Some land owners took the opportunity to exchange odd enclosed plots they already had so as to rationalise their holdings. Upkeep of the roads was a parish responsibility and to provide the materials the parish surveyor of highways was given two plots to use as stone pits. One of these is now Roundacre children's playground.
Of the 670 acres enclosed, the lord of the manor had rather more than 200. The next largest apart from the Archbishop was Mrs Ashwell of Leighton Buzzard had 66 acres. Strung out along the right hand side of Great Brickhill Lane as you go towards Great Brickhill was a series of 1/2 to 1 acre plots awarded to cottagers in lieu of grazing rights. These scarcely viable units were soon sold and absorbed in larger holdings.
THE QUARTER SESSIONS AND CONSTABLES
Each parish had at least one 'petty constable’ appointed by the County Quarter Sessions to bring criminals before the Justices of the Peace, police the beer and bread trades to prevent short measure and generally keep everyone on the straight and narrow. Watling Street made the office of constable in Stony Stratford and Little Brickhill highly attractive. All parishes were expected to pay to support any poor people who had been born in them. As a consequence the constables were paid by the county to transport poor vagrants to their parish of birth or to the nearest county border on the way. The road provided a steady supply of vagrants and at 3d a mile or 6d by the constables were assured of a good income.

* * * * *

**ACTIONS TO TAKE**.
1 – List every place name that appears in the local history passage, giving each only once.
2 – Reproduce word for word the part of the local history passage starting at "Some land owners" and ending at "in larger holdings.".

**SUPPLIED MATERIAL**.
* * * * *

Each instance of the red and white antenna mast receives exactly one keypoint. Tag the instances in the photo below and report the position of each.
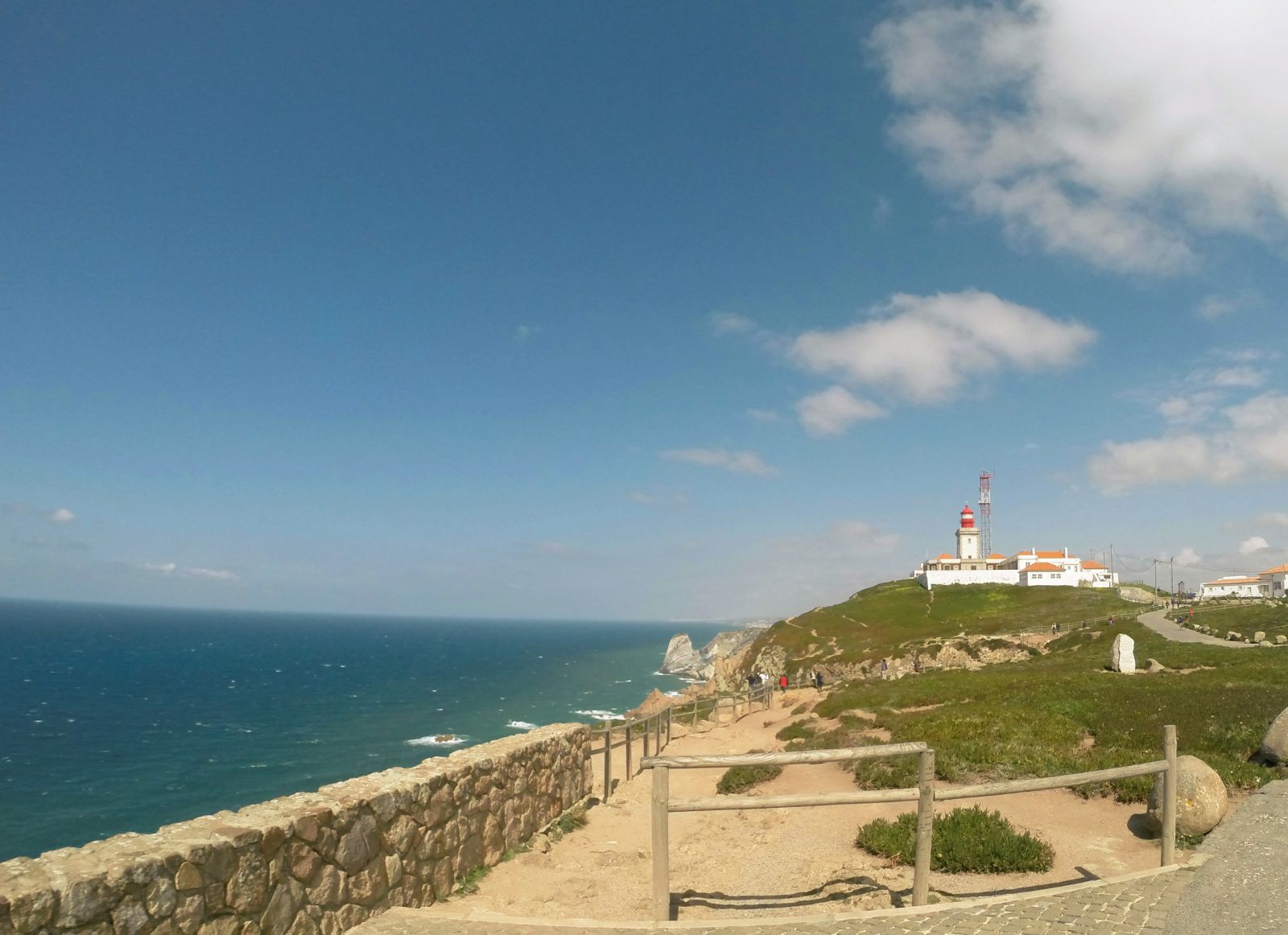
(985, 513)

* * * * *

**EXERCISE ANSWERS**.
1 –
Roundacre
Leighton Buzzard
Great Brickhill Lane
Great Brickhill
Watling Street
Stony Stratford
Little Brickhill

2 –
Some land owners took the opportunity to exchange odd enclosed plots they already had so as to rationalise their holdings. Upkeep of the roads was a parish responsibility and to provide the materials the parish surveyor of highways was given two plots to use as stone pits. One of these is now Roundacre children's playground.
Of the 670 acres enclosed, the lord of the manor had rather more than 200. The next largest apart from the Archbishop was Mrs Ashwell of Leighton Buzzard had 66 acres. Strung out along the right hand side of Great Brickhill Lane as you go towards Great Brickhill was a series of 1/2 to 1 acre plots awarded to cottagers in lieu of grazing rights. These scarcely viable units were soon sold and absorbed in larger holdings.